YOUR OBJECTIVE: Could you set down exactly the lines in the records below between the line holding "passenger door appear?" and the line holding "In the image shown above, in which region does the tail", inclusive?

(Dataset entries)
+---+
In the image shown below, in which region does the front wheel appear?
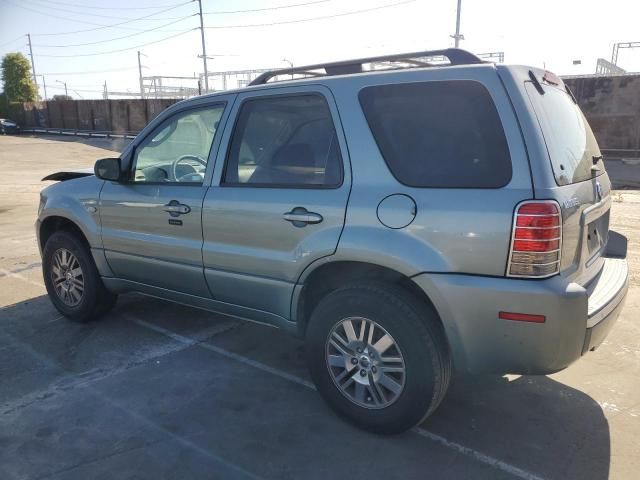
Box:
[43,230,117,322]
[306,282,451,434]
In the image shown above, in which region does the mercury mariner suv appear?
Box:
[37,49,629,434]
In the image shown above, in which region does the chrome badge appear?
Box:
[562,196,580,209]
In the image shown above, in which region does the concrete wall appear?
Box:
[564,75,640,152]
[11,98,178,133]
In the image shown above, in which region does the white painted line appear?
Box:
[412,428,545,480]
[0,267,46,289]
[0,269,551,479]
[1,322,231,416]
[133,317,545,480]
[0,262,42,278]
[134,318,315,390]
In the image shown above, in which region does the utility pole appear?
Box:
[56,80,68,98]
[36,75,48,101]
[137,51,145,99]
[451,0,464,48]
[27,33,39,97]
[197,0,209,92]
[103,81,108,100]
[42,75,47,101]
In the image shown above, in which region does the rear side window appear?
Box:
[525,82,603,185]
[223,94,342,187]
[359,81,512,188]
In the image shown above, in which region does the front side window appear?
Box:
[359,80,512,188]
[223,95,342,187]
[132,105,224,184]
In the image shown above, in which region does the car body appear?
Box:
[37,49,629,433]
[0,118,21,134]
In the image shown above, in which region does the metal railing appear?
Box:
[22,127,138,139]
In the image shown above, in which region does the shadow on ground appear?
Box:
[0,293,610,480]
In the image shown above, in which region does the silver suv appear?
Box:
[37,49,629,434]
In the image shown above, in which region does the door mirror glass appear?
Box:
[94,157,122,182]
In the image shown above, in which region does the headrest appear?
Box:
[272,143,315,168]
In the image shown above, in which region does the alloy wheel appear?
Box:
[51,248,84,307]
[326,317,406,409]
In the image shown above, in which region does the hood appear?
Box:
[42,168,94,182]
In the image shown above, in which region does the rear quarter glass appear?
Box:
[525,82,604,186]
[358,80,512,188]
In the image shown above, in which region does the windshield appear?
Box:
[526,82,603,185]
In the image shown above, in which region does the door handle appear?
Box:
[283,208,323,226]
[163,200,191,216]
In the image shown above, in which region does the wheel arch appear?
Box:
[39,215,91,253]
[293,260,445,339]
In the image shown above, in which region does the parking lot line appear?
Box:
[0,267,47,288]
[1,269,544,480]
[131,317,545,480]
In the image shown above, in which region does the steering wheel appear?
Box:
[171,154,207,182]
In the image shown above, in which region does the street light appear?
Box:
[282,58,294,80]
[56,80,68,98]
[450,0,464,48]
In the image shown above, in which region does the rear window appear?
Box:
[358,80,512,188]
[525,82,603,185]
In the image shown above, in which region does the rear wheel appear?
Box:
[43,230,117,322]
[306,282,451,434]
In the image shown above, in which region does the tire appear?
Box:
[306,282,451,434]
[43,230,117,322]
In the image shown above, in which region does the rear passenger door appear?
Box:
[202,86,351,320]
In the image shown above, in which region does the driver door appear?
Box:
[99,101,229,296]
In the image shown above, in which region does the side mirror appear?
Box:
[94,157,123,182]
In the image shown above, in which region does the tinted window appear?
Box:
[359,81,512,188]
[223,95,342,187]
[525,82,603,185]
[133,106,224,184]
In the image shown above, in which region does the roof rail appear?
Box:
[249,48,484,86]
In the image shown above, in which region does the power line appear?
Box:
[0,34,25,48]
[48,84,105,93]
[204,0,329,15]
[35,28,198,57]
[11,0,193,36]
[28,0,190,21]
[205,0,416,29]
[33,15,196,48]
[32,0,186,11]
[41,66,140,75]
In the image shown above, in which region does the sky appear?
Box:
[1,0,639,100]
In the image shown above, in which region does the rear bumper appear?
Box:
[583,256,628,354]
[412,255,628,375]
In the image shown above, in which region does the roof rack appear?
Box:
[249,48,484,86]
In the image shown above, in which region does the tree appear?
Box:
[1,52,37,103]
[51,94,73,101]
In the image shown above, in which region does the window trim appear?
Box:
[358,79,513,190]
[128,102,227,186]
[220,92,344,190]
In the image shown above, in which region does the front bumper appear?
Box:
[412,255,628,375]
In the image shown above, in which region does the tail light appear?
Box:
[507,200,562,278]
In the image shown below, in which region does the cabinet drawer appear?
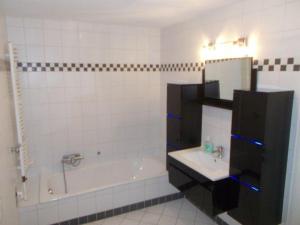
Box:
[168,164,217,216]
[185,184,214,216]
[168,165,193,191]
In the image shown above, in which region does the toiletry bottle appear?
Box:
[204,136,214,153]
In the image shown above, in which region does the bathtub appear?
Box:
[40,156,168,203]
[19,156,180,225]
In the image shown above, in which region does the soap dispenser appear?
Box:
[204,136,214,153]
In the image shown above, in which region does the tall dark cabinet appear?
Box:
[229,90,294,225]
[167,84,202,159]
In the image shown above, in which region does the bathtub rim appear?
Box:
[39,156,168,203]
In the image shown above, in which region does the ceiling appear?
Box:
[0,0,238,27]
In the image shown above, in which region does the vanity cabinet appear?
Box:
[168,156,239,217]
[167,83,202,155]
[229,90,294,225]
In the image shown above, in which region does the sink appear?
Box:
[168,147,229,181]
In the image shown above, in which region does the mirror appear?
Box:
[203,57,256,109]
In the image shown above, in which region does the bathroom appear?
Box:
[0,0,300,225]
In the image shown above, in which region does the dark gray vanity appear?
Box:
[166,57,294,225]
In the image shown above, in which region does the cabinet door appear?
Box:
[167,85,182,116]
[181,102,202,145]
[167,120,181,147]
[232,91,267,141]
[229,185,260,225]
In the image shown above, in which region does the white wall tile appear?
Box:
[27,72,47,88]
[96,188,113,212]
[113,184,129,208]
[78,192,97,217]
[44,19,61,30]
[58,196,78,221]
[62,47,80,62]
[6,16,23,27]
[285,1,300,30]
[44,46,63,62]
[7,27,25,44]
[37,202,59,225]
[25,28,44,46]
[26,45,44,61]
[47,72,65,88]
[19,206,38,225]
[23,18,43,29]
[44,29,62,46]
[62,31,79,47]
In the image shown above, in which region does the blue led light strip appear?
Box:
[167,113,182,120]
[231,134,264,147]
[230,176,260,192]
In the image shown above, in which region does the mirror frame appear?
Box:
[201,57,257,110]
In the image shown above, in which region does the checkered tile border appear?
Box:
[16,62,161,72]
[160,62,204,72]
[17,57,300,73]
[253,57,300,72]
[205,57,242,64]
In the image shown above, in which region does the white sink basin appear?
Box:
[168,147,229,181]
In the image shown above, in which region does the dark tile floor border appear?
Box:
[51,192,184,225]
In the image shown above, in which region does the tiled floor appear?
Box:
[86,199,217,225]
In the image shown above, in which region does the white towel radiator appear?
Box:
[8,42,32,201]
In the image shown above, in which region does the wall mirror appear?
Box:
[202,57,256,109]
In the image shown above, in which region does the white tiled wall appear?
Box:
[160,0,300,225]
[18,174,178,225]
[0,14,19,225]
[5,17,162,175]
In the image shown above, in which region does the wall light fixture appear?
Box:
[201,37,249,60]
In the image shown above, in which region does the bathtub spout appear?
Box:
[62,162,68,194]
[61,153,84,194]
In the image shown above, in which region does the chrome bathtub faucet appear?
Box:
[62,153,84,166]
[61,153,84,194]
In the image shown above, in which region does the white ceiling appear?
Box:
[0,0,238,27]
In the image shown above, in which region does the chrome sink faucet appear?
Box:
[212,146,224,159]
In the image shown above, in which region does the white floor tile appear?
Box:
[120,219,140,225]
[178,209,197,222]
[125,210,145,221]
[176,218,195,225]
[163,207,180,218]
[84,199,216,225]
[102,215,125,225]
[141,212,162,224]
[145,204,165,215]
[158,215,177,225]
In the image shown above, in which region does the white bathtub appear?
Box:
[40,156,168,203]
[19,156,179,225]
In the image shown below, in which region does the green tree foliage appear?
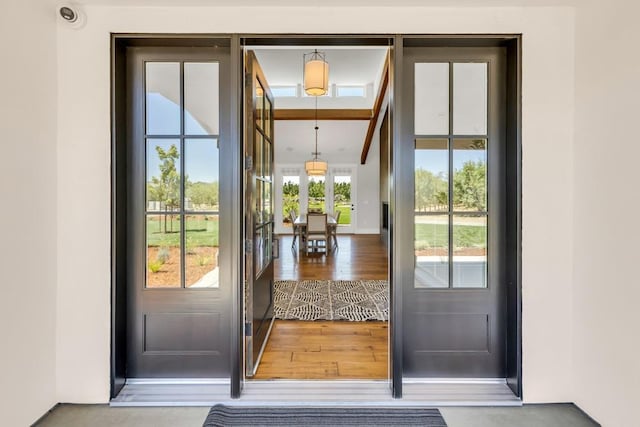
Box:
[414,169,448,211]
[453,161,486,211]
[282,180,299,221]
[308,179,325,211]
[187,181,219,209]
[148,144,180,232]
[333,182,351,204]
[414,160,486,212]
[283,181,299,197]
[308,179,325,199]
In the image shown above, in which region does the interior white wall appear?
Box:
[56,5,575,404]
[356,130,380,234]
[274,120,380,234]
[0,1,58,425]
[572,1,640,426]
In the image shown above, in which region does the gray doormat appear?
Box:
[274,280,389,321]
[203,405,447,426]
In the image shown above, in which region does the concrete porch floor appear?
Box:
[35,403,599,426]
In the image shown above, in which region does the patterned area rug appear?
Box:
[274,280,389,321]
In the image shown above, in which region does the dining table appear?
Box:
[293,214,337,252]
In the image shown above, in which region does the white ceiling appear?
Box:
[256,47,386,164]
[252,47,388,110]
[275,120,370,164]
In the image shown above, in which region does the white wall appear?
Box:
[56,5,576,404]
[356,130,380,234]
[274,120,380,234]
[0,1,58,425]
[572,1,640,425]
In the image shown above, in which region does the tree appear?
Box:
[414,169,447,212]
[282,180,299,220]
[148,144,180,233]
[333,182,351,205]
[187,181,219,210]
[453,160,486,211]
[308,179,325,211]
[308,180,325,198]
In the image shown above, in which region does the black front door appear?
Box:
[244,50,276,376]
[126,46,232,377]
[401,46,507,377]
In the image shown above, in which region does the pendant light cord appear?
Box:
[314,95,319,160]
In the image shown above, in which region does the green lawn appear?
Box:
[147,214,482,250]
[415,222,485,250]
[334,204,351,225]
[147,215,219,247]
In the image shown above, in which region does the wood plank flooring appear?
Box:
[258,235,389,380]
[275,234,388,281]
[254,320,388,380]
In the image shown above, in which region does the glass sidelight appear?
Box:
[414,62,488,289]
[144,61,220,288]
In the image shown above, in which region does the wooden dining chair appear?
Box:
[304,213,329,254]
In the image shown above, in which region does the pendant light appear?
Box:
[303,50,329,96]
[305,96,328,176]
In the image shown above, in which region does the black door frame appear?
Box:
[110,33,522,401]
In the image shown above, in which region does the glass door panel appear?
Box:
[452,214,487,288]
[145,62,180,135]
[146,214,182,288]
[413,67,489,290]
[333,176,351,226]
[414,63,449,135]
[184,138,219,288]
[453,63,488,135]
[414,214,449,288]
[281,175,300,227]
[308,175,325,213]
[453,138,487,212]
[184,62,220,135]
+---+
THE ANSWER:
In the image shown above, in which region does the rear passenger door appear?
Box:
[202,86,351,320]
In the image shown above, in which region does the driver door appear?
Box:
[99,101,229,296]
In the image shown above, in which region does the side mirror appear?
Box:
[94,157,123,182]
In the image shown above, in which region does the tinted window appear?
Box:
[359,81,512,188]
[223,95,342,187]
[525,82,603,185]
[133,106,224,184]
In the image shown above, in which region does the roof rail appear?
Box:
[249,48,484,86]
In the image shown above, in which region does the power line appear?
Box:
[0,34,25,48]
[48,84,105,93]
[204,0,329,15]
[35,28,198,57]
[11,0,193,36]
[28,0,190,21]
[205,0,416,29]
[33,15,196,48]
[32,0,186,11]
[41,66,140,75]
In the image shown above, in which region does the sky appear?
Box:
[1,0,639,100]
In the image shown above, in which region does the rear bumper appear?
Box:
[583,256,628,354]
[412,255,628,375]
In the image shown above, in which region does the roof rack appear?
Box:
[249,48,484,86]
In the image shown above, in which region does the tree appear?
Box:
[1,52,37,103]
[51,94,73,101]
In the image shown above, in which region does the window trim appear?
Box:
[358,79,513,190]
[128,102,227,186]
[220,92,344,190]
In the image shown above, in which region does the front bumper appear?
Box:
[412,255,628,375]
In the image shown above, in which region does the tail light appear?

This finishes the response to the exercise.